_To do_: Below are entries; output exactly the lines from the one with "I need to know the whereabouts of the jacket sleeve" to the one with "I need to know the whereabouts of the ear", both included, and nothing else.

_Information_:
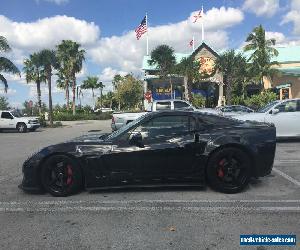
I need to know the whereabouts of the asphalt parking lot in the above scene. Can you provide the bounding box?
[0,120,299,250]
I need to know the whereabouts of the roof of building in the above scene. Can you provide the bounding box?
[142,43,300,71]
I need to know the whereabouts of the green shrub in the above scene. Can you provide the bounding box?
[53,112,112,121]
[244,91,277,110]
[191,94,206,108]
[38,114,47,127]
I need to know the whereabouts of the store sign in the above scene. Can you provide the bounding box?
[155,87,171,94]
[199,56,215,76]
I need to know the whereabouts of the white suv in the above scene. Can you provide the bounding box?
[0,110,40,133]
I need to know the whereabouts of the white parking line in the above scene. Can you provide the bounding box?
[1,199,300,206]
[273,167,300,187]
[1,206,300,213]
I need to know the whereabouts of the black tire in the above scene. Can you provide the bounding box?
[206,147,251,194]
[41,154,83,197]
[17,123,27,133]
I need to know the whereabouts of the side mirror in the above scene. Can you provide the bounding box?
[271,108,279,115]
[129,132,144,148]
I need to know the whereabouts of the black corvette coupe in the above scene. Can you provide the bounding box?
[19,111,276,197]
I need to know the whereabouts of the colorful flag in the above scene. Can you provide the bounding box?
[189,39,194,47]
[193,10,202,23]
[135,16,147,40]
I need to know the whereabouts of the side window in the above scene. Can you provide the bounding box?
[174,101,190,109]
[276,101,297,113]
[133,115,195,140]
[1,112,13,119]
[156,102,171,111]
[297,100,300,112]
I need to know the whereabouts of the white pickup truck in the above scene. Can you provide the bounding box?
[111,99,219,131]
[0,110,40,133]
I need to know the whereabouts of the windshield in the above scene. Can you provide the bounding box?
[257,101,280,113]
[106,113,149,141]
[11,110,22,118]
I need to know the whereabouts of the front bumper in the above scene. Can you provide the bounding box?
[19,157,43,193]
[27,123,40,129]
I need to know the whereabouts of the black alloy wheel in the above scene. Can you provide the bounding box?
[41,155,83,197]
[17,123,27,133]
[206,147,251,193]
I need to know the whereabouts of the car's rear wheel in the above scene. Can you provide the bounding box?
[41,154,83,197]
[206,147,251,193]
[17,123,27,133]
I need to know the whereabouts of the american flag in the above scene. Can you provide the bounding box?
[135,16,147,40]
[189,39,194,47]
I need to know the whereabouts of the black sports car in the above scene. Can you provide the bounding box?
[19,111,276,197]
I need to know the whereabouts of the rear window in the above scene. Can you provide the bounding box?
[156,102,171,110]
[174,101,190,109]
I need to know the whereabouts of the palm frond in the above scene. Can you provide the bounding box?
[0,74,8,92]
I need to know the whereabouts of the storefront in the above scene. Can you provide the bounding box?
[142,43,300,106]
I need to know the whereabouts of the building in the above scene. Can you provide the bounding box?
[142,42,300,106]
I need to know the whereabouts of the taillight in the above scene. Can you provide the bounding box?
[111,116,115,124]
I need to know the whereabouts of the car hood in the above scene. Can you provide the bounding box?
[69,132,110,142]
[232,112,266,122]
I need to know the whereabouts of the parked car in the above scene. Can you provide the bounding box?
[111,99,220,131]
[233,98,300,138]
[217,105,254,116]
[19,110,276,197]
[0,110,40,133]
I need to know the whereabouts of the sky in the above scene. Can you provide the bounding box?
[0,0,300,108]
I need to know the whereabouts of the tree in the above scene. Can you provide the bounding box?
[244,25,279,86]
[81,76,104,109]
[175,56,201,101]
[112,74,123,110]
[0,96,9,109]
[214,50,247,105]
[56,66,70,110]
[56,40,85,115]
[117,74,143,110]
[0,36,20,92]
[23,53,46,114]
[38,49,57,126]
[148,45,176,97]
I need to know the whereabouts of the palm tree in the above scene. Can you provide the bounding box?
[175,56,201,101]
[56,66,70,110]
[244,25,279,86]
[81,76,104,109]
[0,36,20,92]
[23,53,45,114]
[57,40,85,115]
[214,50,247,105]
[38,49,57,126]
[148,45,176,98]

---

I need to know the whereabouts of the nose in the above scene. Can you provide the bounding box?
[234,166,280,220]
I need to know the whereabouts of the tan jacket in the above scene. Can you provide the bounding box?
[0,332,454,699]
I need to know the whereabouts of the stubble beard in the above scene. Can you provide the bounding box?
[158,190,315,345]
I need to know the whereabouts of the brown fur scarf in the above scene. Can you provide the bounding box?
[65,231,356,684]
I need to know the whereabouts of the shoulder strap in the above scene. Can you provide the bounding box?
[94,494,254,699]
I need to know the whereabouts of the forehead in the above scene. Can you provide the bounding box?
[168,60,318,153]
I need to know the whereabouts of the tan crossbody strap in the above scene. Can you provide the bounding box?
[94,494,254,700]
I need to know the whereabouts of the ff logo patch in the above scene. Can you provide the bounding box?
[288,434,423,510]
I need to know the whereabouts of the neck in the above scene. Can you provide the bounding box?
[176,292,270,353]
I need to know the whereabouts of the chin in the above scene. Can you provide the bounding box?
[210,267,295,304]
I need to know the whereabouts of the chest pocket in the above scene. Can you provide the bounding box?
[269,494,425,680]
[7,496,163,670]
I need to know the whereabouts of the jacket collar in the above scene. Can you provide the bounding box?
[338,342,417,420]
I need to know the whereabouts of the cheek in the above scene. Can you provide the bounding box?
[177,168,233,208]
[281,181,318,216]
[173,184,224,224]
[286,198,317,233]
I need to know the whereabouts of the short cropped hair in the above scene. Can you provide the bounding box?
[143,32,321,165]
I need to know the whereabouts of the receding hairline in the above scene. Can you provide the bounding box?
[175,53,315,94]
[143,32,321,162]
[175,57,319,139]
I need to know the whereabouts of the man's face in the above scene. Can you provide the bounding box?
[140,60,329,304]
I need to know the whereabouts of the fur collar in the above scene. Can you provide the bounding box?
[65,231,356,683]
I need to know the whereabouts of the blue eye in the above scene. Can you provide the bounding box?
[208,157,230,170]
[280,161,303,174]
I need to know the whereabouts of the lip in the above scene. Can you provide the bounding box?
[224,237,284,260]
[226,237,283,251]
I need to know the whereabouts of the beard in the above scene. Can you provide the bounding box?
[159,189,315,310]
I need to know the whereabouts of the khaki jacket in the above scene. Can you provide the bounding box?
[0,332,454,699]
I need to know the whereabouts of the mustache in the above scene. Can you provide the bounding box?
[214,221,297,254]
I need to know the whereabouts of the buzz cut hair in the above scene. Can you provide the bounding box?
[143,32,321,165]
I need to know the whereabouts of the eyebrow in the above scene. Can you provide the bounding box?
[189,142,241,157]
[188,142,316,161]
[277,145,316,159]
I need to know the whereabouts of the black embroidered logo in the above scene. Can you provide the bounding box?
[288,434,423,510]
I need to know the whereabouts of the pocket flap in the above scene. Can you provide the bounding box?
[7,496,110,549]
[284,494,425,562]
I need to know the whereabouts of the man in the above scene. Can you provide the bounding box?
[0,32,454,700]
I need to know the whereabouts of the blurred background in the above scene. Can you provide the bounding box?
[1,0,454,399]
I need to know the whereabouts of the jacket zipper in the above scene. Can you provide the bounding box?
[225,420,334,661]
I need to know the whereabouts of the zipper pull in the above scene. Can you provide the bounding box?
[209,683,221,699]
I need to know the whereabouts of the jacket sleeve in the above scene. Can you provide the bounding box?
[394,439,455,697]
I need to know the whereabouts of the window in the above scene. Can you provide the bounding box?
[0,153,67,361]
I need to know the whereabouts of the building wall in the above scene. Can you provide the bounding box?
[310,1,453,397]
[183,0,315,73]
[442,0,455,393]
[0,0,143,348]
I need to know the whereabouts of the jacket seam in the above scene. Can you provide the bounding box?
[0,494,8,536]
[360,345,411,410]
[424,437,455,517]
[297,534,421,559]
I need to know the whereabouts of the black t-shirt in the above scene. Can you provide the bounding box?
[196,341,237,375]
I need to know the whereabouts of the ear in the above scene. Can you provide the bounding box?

--

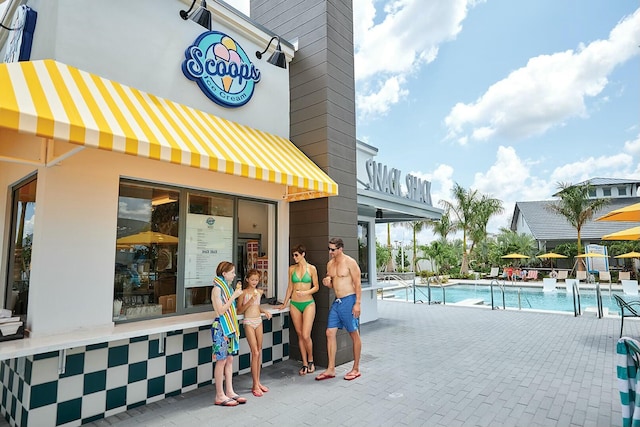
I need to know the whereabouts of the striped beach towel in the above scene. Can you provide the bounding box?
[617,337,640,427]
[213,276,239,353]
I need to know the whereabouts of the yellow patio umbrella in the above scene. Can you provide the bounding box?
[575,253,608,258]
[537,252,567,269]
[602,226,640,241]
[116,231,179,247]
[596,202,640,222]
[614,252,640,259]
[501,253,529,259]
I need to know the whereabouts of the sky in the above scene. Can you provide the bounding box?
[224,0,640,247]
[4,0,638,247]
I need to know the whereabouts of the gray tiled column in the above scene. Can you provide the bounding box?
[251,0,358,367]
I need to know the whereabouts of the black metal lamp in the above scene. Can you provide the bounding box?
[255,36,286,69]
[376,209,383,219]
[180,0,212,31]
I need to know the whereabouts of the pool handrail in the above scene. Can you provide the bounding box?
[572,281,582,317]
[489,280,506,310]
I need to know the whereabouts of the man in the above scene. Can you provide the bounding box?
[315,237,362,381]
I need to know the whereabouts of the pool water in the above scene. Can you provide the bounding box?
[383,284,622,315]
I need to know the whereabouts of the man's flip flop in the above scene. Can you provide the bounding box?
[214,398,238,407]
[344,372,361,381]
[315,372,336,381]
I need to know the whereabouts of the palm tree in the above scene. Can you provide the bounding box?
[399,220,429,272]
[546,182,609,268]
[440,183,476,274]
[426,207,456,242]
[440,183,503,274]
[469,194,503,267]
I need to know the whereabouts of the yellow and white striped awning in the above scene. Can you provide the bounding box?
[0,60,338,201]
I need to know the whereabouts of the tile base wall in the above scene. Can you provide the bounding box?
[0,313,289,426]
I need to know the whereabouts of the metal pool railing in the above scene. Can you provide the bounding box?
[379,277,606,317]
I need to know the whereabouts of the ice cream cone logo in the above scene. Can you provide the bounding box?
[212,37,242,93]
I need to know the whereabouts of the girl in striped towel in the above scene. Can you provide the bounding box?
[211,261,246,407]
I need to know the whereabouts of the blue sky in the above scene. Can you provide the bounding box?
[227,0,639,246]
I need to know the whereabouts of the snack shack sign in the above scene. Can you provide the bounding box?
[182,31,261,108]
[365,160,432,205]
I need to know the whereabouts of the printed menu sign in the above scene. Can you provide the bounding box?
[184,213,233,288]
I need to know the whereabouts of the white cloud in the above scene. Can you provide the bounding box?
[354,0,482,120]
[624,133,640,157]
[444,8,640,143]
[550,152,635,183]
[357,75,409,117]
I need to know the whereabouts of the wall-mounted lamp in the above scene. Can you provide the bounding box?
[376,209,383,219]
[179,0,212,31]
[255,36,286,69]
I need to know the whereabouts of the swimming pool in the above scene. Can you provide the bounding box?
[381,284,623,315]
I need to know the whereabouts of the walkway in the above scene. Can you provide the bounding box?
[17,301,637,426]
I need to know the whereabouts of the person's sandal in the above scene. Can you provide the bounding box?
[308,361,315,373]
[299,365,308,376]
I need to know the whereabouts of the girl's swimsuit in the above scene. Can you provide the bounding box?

_Final answer_:
I need to know the whereabouts of the jacket sleeve in the above scene. Can you provide the bounding box?
[394,439,455,697]
I need to know the whereabouts of the window in the above scene. Can you provide the bounding box?
[0,153,67,361]
I need to know the whereabouts of the building wall in the above scene. Can you provide the bounding box?
[310,1,453,397]
[183,0,315,73]
[442,0,455,393]
[0,0,143,348]
I need to know the whereabouts of the jacket seam in the above scene. Can you provide the bounding box?
[0,494,8,536]
[360,345,411,410]
[424,437,455,517]
[297,534,421,559]
I need to know the whereabouts of the black t-shirt in the above scene. Can you provide the bounding box?
[196,341,237,375]
I need to know the whereabouts of the ear in the above scene. Can you provide the bounding box?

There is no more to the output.